• **What is asked**:
Reproduce the passage of the text on depositions in family law cases word for word, everything from "A deposition is" down to "Take a Deposition?".

I am a strong proponent of taking depositions in contested family law cases in North Carolina. They can help in many ways.
A deposition is type of discovery proceeding where a party or witness is required to answer questions before a court reporter while under an oath or affirmation to tell the truth. A deposition happens in one of the lawyer’s offices or at an agreed-on location. This kind of proceeding does not take place in the presence of a district court judge.
The frequency of depositions is different county-to-county. For example, they are very frequent in Wake County divorce cases. Lawyers in Wake County contested custody cases, equitable distribution, and alimony cases often take them. In Orange County, North Carolina, deposition is in family law cases are less frequent. Local practice has much to do with what and how discovery tools are implemented.
Why Take a Deposition?
There are several reasons to take a deposition in a contested divorce, alimony, postseparation support, equitable distribution, child custody or child support case.
- Getting evidence;
- Committing the witness to a certain version of events;
- Educating opposing counsel on case weaknesses;
- Educating a client on case weaknesses; and
- Assisting settlement.
It is important to ask questions and get answers in a particular way at the deposition. I find that being friendly and conversational with the witness is usually the best approach. It does no good to ask the hard questions at the beginning of the deposition because it will cause the witness to talk less, when the goal of the deposition is to have the witness talk more so everyone can understand the facts and opinions as the witness sees them.
I want to use a deposition to get evidence because, as tools go for lawyers, the deposition is the least-filtered way to get the information. For example, I sometimes send written questions (called interrogatories), but the party’s attorney has the ability to assist in the answering. I usually don’t want the attorney’s answers; I want the party’s answers.
Getting the evidence means that I am better prepared for the trial. We know what the witness is going to say and we can decide on what documents or other witnesses we would need to call at the hearing if we want to dispute what the witness will say in court.
Committing the witness to a certain version of events:
Since the proceeding is recorded and a transcript produced, if the party or witness testifies differently at the hearing or trial than at the deposition I can, and often do, point that out. That has the effect of reducing the credibility of the witness in the eyes of the court.

• **Listed records**:

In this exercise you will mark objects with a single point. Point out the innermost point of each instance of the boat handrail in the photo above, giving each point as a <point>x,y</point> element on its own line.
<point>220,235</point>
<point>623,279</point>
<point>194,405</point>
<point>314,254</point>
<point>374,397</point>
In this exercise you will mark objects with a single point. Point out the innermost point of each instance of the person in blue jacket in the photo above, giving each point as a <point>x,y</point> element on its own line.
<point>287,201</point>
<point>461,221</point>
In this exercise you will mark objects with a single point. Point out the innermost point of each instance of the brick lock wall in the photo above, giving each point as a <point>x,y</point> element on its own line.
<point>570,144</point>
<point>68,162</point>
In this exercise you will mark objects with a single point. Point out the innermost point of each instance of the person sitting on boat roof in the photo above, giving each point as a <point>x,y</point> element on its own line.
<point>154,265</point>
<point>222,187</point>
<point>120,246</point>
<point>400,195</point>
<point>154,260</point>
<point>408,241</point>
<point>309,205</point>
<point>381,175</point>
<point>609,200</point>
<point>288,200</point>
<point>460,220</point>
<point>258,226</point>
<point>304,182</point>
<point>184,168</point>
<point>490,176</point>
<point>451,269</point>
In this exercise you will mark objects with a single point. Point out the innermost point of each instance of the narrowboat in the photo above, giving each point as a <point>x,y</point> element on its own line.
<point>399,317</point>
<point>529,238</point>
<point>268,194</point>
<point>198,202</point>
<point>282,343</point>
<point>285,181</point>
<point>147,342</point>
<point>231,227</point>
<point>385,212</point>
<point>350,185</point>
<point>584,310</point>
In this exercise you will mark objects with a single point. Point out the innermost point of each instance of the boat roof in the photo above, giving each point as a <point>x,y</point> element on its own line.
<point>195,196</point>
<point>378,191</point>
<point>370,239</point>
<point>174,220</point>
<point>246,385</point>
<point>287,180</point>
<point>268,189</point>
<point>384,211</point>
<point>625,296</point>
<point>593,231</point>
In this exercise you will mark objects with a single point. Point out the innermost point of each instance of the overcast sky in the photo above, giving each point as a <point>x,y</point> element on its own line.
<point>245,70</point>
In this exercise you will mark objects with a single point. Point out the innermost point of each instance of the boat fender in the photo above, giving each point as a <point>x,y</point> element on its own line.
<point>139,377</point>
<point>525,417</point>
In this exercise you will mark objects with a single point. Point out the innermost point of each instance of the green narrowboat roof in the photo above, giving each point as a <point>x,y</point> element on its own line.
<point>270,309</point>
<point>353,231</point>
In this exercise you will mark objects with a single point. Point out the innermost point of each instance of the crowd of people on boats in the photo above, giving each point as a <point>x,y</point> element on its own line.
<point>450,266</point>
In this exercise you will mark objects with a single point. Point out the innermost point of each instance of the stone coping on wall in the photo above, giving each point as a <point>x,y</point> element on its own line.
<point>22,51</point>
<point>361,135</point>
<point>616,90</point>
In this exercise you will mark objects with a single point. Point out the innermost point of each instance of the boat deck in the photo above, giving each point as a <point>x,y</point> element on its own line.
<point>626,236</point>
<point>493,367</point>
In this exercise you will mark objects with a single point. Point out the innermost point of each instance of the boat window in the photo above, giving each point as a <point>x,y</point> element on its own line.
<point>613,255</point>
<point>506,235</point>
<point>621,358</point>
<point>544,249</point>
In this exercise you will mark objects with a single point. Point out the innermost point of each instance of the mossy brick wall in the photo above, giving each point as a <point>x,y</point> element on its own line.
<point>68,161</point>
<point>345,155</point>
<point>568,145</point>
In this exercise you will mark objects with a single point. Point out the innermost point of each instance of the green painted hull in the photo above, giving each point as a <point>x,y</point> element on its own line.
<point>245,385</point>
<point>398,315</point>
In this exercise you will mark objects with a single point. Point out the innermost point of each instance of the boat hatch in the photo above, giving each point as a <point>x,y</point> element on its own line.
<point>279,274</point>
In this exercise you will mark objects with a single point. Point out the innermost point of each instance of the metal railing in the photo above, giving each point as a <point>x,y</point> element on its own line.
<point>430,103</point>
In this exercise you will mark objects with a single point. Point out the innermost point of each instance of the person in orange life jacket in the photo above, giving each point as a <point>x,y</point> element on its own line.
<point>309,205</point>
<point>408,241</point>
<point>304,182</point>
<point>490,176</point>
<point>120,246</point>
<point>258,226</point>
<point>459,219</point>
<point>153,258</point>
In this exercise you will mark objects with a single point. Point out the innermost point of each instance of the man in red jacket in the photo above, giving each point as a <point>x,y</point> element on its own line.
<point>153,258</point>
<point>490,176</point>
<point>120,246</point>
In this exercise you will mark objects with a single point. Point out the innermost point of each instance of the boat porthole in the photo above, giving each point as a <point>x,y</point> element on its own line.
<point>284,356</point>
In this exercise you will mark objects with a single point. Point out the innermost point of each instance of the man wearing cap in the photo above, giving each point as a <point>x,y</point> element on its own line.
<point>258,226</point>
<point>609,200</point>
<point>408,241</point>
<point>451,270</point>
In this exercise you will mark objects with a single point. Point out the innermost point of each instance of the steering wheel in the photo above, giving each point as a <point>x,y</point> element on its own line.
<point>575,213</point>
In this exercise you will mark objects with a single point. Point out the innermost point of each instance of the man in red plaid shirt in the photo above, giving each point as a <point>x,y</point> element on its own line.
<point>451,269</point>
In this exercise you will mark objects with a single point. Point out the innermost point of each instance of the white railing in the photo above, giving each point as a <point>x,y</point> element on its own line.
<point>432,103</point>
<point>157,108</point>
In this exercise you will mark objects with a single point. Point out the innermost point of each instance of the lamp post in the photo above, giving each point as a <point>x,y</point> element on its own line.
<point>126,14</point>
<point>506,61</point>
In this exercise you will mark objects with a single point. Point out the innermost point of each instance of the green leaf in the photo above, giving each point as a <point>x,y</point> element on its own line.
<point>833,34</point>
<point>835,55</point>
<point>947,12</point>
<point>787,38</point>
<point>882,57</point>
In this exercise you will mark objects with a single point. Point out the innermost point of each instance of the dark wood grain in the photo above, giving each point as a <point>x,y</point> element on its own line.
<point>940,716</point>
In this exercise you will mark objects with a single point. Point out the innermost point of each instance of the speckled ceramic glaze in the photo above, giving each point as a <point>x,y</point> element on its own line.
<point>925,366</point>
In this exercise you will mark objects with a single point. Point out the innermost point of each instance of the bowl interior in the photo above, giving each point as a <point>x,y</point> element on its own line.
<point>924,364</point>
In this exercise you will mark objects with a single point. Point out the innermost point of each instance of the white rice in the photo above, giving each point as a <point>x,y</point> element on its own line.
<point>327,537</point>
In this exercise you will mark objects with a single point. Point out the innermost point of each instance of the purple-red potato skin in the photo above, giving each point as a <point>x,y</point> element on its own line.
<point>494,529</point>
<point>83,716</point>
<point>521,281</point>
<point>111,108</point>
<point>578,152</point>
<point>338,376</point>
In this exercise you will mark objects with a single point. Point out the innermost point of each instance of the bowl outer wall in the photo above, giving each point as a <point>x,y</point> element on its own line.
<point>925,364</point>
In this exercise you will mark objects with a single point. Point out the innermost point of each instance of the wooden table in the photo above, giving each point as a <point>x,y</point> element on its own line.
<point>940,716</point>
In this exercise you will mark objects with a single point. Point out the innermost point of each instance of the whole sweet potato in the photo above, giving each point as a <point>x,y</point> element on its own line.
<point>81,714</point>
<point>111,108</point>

--

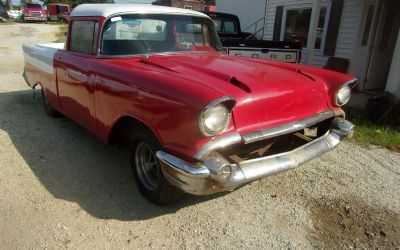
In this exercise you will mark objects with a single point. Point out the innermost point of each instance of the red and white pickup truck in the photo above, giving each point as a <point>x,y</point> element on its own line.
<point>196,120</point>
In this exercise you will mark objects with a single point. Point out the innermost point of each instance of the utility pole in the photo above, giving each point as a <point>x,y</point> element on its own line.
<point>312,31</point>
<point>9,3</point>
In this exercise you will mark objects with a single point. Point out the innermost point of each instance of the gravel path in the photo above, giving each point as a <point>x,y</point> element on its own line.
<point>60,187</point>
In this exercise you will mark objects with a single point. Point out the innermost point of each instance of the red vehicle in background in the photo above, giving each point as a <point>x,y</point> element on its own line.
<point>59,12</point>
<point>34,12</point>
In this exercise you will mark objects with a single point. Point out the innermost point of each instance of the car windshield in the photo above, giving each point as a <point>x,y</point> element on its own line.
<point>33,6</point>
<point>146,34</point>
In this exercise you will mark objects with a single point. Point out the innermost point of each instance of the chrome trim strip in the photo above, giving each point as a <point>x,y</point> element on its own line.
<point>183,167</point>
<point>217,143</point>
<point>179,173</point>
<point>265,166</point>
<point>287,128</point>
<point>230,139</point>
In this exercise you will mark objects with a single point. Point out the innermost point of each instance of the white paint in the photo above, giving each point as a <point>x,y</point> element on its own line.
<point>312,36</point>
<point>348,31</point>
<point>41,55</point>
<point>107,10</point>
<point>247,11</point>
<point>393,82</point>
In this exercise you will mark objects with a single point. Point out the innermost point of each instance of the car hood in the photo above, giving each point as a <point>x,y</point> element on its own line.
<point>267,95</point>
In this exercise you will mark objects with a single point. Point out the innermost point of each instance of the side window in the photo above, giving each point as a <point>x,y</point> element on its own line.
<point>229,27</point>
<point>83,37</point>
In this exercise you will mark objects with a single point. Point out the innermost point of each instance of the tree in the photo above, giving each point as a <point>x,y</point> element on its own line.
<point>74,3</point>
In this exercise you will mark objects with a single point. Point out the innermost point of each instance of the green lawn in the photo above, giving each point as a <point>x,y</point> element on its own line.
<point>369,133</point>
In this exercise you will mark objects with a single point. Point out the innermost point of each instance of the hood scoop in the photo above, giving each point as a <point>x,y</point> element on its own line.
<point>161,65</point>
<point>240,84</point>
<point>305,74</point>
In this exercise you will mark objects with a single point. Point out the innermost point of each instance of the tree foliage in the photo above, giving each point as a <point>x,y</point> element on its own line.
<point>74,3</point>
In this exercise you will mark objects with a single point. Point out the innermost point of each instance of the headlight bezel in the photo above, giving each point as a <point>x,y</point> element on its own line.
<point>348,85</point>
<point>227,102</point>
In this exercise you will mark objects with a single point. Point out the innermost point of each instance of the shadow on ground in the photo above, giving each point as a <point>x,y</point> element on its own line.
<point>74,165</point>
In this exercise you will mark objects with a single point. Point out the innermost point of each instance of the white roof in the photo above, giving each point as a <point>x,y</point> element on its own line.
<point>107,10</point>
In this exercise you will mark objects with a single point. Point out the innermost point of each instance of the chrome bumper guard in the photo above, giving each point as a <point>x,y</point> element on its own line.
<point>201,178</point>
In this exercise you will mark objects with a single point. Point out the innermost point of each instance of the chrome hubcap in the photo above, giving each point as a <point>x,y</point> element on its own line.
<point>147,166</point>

• **The result**:
A deposition is type of discovery proceeding where a party or witness is required to answer questions before a court reporter while under an oath or affirmation to tell the truth. A deposition happens in one of the lawyer’s offices or at an agreed-on location. This kind of proceeding does not take place in the presence of a district court judge.
The frequency of depositions is different county-to-county. For example, they are very frequent in Wake County divorce cases. Lawyers in Wake County contested custody cases, equitable distribution, and alimony cases often take them. In Orange County, North Carolina, deposition is in family law cases are less frequent. Local practice has much to do with what and how discovery tools are implemented.
Why Take a Deposition?